Rows from a dataset
----------------

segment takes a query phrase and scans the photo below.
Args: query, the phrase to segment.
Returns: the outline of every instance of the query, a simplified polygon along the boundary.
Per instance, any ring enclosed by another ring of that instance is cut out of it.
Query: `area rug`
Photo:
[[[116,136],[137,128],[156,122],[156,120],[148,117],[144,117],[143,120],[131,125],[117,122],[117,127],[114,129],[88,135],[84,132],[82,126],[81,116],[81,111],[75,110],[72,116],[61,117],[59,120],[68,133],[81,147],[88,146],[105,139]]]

----------------

What is asked >> Can you write out every item above line for line, changing nothing?

Response >>
segment takes a query phrase and scans the photo below.
Args: query, the phrase to segment.
Returns: the outline of every instance of the query, a simplified polygon along the boundary.
Per instance, any ring enclosed by another ring of that instance is cut out of it.
Query: `area rug`
Photo:
[[[116,136],[137,128],[156,122],[156,120],[148,117],[144,117],[143,120],[131,125],[117,122],[117,127],[114,129],[88,135],[84,132],[82,126],[81,116],[81,111],[75,110],[72,116],[61,117],[59,120],[68,133],[81,147],[88,146],[105,139]]]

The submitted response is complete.